● **Supplied records**:
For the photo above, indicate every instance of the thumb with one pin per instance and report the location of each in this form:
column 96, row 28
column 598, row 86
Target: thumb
...
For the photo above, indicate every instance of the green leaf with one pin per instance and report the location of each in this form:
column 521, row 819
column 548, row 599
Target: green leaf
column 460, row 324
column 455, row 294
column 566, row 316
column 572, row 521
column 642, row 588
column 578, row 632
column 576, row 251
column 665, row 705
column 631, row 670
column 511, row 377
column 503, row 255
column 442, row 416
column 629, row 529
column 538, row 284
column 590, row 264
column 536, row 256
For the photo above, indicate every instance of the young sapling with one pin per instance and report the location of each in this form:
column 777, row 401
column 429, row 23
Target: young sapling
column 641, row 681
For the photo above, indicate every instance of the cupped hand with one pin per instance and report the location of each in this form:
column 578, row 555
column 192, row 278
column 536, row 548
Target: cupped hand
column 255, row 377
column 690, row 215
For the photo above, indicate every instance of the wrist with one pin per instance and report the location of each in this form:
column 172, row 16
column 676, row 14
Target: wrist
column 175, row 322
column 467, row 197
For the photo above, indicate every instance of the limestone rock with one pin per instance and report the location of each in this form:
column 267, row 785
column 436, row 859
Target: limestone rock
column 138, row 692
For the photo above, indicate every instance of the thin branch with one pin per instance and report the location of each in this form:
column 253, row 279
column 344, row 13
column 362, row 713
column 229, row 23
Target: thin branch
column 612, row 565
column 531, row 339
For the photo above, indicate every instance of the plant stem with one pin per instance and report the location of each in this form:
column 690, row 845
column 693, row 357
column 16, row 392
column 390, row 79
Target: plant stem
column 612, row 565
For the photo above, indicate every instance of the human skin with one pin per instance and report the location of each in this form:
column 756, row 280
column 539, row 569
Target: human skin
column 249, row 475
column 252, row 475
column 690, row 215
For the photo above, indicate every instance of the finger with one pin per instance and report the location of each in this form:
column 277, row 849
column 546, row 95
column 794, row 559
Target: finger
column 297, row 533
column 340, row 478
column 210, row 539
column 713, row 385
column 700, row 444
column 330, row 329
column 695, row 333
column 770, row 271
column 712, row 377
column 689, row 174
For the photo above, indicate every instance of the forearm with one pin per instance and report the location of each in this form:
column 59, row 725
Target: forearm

● **Required task**: Rewrite the stretch of the items that opens with the line containing "For the photo above, indicate every instance of the young" and closes with the line containing "column 138, row 692", changing every "pin" to "marker" and leaving everything else unchanged.

● **Full response**:
For the photo above, indicate every instance of the young sapling with one marker per instance and report the location of each in this form:
column 777, row 401
column 429, row 23
Target: young sapling
column 641, row 681
For the photo above, indicate every instance of the cupped hand with one marker per instance and report the location of each in this form:
column 578, row 555
column 192, row 278
column 536, row 548
Target: cupped hand
column 255, row 377
column 690, row 215
For the photo above, indicate every instance of the wrist with one marker per instance and report the location of each in this form:
column 172, row 16
column 676, row 14
Target: wrist
column 175, row 322
column 467, row 197
For the photo above, indicate every instance of the limestone rock with one marker per instance and report the location of each in this form:
column 267, row 785
column 436, row 859
Target: limestone rock
column 138, row 692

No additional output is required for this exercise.